> Your goal:
Write only the number of lines in the entries below that contain the string "like".

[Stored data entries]

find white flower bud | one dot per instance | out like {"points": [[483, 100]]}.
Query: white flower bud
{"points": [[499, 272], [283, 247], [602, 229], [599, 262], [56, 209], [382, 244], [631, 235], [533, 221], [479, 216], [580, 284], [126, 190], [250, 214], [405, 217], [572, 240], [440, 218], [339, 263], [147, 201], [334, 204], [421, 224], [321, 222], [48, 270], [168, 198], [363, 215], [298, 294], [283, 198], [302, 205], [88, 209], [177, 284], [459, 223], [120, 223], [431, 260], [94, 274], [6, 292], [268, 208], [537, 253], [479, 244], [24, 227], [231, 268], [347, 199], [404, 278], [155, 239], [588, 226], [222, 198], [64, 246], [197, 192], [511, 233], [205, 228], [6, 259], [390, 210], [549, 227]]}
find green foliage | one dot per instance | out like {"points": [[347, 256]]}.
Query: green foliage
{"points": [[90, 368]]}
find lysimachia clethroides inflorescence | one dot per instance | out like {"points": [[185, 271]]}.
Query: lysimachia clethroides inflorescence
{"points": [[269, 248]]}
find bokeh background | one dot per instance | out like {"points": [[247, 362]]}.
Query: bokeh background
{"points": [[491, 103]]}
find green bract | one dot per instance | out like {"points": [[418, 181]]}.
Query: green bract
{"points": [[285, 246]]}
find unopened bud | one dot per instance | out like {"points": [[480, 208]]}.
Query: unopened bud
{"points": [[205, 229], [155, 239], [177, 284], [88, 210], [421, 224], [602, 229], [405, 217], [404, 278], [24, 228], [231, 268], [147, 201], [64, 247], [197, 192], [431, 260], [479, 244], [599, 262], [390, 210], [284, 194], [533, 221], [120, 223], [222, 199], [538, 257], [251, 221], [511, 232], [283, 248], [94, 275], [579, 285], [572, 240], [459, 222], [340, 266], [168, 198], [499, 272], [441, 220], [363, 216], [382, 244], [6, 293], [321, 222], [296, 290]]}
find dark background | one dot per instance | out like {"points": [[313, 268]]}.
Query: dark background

> Exercise response:
7